* _WHAT THE TASK ASKS_
Return, unchanged, everything in the data below from the line containing "of the metal" down to the end of the data.
========================
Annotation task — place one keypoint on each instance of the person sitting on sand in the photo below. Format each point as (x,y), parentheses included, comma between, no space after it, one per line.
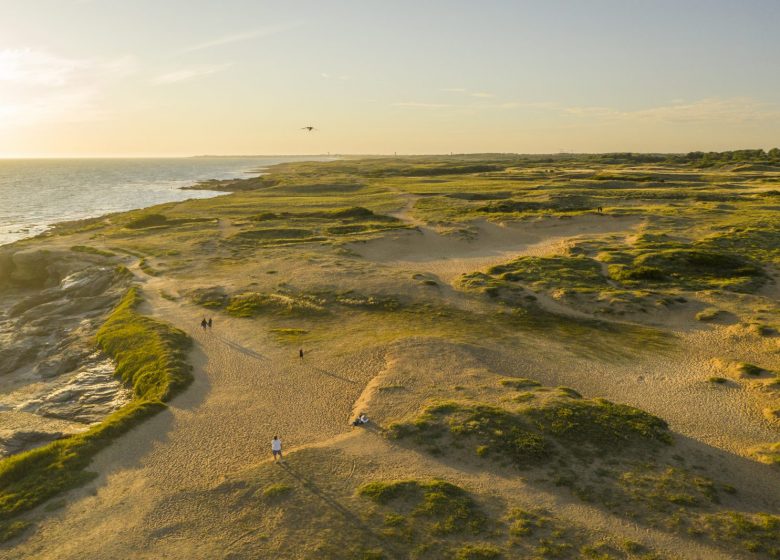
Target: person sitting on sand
(276,448)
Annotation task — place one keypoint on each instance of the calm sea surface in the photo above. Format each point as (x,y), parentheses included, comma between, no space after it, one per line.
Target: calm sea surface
(37,193)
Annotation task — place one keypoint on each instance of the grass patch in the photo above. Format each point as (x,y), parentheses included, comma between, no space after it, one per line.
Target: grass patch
(758,533)
(750,370)
(276,490)
(449,507)
(288,335)
(690,268)
(254,303)
(559,272)
(478,552)
(92,251)
(709,314)
(519,383)
(12,529)
(150,357)
(534,432)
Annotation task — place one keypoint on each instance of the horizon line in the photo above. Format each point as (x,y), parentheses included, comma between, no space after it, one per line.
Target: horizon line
(362,155)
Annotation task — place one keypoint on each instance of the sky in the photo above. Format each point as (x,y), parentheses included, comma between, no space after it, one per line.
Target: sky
(106,78)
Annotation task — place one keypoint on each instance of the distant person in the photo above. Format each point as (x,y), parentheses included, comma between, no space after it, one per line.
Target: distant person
(276,449)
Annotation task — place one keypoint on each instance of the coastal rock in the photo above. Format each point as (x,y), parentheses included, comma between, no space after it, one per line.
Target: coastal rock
(87,396)
(20,431)
(56,382)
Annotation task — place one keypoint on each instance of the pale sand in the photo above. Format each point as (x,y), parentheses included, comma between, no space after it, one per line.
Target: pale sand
(247,388)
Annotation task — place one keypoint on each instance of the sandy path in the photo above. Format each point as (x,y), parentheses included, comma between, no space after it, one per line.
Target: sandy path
(243,394)
(426,250)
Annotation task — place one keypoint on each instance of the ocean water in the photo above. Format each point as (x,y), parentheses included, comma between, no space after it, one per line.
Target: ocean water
(36,193)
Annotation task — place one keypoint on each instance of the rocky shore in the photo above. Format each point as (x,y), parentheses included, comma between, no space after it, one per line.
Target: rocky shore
(53,380)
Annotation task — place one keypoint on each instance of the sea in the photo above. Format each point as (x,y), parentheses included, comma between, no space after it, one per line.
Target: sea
(36,193)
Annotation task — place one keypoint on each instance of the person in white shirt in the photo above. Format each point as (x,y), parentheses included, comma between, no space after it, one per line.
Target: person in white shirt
(276,448)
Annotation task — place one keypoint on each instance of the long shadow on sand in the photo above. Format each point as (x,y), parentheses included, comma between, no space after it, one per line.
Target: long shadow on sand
(331,374)
(238,348)
(369,535)
(131,449)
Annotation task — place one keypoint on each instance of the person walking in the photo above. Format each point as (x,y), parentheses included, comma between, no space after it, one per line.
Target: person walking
(276,449)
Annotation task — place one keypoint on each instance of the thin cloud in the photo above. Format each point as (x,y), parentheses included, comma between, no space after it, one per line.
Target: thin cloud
(731,110)
(327,76)
(186,74)
(423,105)
(40,86)
(240,37)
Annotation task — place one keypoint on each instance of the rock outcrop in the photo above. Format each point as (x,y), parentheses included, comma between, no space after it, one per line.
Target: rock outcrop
(53,381)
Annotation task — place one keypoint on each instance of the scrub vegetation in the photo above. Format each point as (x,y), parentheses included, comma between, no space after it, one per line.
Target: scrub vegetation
(448,297)
(150,357)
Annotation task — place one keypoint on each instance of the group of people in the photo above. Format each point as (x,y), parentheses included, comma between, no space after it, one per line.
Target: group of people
(276,442)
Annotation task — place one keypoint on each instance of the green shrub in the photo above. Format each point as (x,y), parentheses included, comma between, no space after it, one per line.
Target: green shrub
(450,507)
(478,552)
(92,251)
(150,357)
(598,422)
(277,490)
(709,314)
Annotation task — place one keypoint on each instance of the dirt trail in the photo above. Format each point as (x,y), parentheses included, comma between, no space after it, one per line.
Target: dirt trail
(243,394)
(248,388)
(448,256)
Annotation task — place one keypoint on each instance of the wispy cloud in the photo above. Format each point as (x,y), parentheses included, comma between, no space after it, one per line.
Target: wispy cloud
(738,110)
(423,104)
(327,76)
(240,37)
(39,86)
(464,91)
(186,74)
(726,110)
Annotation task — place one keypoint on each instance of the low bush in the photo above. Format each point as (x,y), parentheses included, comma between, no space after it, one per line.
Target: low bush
(150,357)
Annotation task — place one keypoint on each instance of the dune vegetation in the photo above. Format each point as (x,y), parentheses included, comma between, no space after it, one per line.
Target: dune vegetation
(569,356)
(150,357)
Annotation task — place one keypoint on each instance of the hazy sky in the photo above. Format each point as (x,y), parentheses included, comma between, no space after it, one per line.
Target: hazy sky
(181,77)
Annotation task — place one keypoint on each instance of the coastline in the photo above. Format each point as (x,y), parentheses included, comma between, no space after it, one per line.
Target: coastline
(204,188)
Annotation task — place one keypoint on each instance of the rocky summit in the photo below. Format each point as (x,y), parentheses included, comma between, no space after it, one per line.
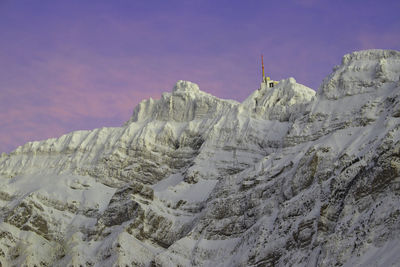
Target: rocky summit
(288,177)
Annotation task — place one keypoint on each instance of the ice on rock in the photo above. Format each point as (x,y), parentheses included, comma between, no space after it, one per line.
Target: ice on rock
(360,72)
(285,178)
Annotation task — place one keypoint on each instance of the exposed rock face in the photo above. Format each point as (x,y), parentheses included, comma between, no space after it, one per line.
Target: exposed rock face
(286,178)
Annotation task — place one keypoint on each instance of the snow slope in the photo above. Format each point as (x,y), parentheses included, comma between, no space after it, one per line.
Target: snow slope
(286,178)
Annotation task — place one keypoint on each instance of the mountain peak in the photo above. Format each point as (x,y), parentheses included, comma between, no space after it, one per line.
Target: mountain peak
(185,86)
(362,72)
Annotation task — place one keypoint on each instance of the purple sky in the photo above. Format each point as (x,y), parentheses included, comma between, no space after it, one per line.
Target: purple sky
(70,64)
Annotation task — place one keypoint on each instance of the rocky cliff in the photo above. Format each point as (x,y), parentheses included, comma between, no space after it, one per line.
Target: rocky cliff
(286,178)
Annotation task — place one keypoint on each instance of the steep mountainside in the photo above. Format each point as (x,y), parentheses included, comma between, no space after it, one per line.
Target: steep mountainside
(286,178)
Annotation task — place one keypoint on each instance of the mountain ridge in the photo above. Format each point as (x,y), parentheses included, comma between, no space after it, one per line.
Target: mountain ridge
(287,177)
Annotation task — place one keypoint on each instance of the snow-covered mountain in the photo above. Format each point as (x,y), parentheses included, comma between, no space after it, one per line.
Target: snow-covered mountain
(286,178)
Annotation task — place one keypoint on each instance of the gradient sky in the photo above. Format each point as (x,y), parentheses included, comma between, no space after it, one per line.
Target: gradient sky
(67,65)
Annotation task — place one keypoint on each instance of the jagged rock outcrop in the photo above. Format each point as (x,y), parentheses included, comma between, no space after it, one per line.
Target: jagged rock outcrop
(286,178)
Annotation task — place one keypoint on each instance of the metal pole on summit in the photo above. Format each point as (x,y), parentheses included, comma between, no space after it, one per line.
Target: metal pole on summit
(262,63)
========================
* _EXERCISE RESULT_
Annotation task — place one keypoint on each instance of the metal pole on summit in the photo above. Format each point as (x,y), parentheses included, comma between, no space after it, one per line.
Target: metal pole on summit
(262,63)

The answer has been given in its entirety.